§ **Natural language region descriptions**
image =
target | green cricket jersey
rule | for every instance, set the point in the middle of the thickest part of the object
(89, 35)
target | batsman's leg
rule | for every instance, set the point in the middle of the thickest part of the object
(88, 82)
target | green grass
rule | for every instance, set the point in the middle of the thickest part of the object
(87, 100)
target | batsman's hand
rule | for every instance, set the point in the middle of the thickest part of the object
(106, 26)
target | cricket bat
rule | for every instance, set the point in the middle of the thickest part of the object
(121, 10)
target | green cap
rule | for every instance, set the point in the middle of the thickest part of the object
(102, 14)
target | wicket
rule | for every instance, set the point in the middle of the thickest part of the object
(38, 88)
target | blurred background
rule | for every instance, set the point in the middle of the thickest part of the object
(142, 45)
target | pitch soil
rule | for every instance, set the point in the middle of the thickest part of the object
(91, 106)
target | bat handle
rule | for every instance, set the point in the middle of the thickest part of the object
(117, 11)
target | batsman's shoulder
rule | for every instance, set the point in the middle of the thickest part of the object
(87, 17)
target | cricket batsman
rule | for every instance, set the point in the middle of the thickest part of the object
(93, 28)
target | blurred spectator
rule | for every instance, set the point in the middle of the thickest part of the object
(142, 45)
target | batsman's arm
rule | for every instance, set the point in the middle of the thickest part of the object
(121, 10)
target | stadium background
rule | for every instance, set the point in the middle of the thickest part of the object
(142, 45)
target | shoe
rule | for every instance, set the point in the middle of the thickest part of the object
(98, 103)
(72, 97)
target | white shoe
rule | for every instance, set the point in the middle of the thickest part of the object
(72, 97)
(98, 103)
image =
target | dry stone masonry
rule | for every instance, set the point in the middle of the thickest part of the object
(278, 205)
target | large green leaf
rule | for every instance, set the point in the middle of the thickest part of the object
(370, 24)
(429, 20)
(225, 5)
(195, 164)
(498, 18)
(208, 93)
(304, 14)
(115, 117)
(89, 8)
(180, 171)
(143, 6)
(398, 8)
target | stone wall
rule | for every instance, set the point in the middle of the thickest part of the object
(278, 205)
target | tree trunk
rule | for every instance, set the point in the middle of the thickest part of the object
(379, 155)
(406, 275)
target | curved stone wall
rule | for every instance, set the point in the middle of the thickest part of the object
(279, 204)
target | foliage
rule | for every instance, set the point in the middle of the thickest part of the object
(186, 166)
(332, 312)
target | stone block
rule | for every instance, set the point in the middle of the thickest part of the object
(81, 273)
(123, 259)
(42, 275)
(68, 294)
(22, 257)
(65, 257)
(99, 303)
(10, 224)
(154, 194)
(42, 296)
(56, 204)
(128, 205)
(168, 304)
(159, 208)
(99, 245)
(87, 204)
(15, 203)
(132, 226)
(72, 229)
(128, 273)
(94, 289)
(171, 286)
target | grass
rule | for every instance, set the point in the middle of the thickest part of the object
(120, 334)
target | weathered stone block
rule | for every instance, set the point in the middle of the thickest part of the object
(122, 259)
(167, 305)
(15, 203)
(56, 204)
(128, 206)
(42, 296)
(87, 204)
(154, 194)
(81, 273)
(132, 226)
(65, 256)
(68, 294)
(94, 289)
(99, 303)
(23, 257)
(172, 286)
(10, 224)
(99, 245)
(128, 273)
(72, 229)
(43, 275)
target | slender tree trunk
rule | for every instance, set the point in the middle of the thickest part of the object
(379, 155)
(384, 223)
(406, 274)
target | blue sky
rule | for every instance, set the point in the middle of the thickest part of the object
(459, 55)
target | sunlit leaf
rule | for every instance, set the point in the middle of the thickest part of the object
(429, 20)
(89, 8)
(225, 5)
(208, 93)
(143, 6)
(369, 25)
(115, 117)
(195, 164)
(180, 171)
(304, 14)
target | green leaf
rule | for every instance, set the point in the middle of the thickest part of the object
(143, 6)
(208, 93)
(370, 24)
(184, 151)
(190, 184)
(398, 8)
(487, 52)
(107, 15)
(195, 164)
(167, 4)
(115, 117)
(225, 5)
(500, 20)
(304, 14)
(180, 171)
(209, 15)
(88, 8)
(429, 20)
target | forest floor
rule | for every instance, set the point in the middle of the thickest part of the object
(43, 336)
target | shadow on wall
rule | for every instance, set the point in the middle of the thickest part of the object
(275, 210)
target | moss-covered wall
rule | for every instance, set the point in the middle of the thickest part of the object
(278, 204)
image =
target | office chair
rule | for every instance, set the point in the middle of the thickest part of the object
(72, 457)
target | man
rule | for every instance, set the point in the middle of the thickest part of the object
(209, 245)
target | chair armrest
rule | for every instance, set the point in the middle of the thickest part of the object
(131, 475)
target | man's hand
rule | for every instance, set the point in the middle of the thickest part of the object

§ **Assignment**
Every record listed above should be reproduced exactly.

§ **Result for this exercise**
image =
target | green cricket jersey
rule | for every instance, set the point in the middle of the thickest part of the object
(89, 35)
target | batsman's leg
rule | for every instance, set the point in the middle of the thickest part of the object
(88, 82)
target | green grass
rule | for every instance, set the point in the middle of the thickest part of the object
(87, 100)
target | batsman's hand
rule | for every instance, set the point in the middle of the thickest part of the object
(106, 26)
target | cricket bat
rule | for every instance, set the point in the middle of the thickest part of the object
(121, 10)
target | green cap
rule | for every instance, set the point in the middle of the thickest part of the object
(102, 14)
target | wicket
rule | for every instance, set the point in the middle of the thickest part of the object
(38, 88)
target | blurred background
rule | for every instance, set the point in the middle of the thickest part of the object
(142, 45)
target | pitch soil
rule | for every instance, set the point in the middle of the thickest part of the object
(91, 106)
target | bat handle
rule | for every instance, set the point in the middle of the thickest part of the object
(117, 11)
target | batsman's shoulder
rule | for every instance, set the point in the middle of the thickest part of the object
(87, 17)
target | cricket batsman
rule | for every instance, set the point in the middle of the thickest part of the object
(93, 28)
target | blurred spectator
rule | for every instance, set the point in the middle of the thickest part of the object
(142, 45)
target | batsman's arm
rule | for every instance, set the point in the middle of the thickest part of the object
(121, 10)
target | stadium background
rule | for every instance, set the point in the middle of the thickest part of the object
(142, 45)
target | shoe
rule | for every instance, set the point in the middle of the thickest part of the object
(98, 103)
(72, 97)
target | white shoe
rule | for every instance, set the point in the middle of the thickest part of the object
(72, 97)
(98, 103)
image =
target | dry stone masonry
rule | for every instance, set the point in the middle of the thickest part of the object
(278, 205)
target | large green leaf
rule | for every instance, set the point in the middle of the thickest part of the object
(370, 24)
(429, 20)
(225, 5)
(195, 164)
(498, 18)
(208, 93)
(304, 14)
(115, 117)
(89, 8)
(180, 171)
(143, 6)
(398, 8)
target | stone wall
rule | for every instance, set the point in the middle of the thickest part of the object
(278, 205)
target | tree trunk
rule | for every instance, set the point in the middle of the thickest part of the object
(379, 155)
(406, 275)
target | curved stone wall
rule | for every instance, set the point in the middle of the thickest part of the object
(279, 204)
target | foliage
rule | for every instance, set the point in the middle of the thickest part of the object
(186, 166)
(332, 312)
target | stone block
rule | for every instance, set the point in the middle of the thickest part of the object
(81, 273)
(123, 259)
(42, 275)
(68, 294)
(22, 257)
(65, 257)
(99, 303)
(10, 224)
(154, 194)
(42, 296)
(56, 204)
(128, 205)
(168, 304)
(159, 208)
(99, 245)
(87, 204)
(15, 203)
(132, 226)
(72, 229)
(128, 273)
(94, 289)
(171, 286)
target | grass
rule | for every instance, set the point in the middle of the thickest part of the object
(120, 334)
target | weathered stone block
rule | for every instance, set the point in the middle of the thickest part of the object
(122, 259)
(167, 305)
(15, 203)
(56, 204)
(128, 206)
(42, 296)
(87, 204)
(154, 194)
(81, 273)
(132, 226)
(65, 256)
(68, 294)
(94, 289)
(99, 303)
(23, 257)
(172, 286)
(10, 224)
(99, 245)
(128, 273)
(72, 229)
(43, 275)
target | slender tree trunk
rule | for every instance, set the point in the middle of the thickest part of the object
(379, 155)
(384, 223)
(406, 274)
target | blue sky
rule | for every instance, set the point in the middle of the thickest part of the object
(459, 55)
target | sunlit leaf
rule | for every instance, set the point in the middle of the thickest part of the object
(429, 20)
(89, 8)
(225, 5)
(208, 93)
(143, 6)
(369, 25)
(115, 117)
(195, 164)
(180, 171)
(304, 14)
target | green leaf
rule | for every instance, set the point in the middle of the thickest part of the object
(143, 6)
(208, 93)
(370, 24)
(184, 151)
(190, 184)
(398, 8)
(487, 52)
(107, 15)
(195, 164)
(167, 4)
(115, 117)
(225, 5)
(500, 20)
(304, 14)
(180, 171)
(209, 15)
(88, 8)
(429, 20)
target | forest floor
rule | for every instance, set the point in the middle of the thickest part of the object
(43, 336)
target | shadow on wall
rule | for every instance, set the point in the middle of the thickest part of the object
(275, 210)
target | moss-covered wall
rule | for every instance, set the point in the middle of the thickest part of the object
(278, 204)
image =
target | office chair
rule | for every instance, set the point in the middle of the thickest part of the object
(72, 457)
target | man
rule | for every instance, set the point in the middle of the thickest part of the object
(209, 245)
target | chair armrest
rule | for every instance, set the point in the middle of the thickest part of the object
(131, 475)
target | man's hand
rule | for every instance, set the point in the middle of the thickest part of the object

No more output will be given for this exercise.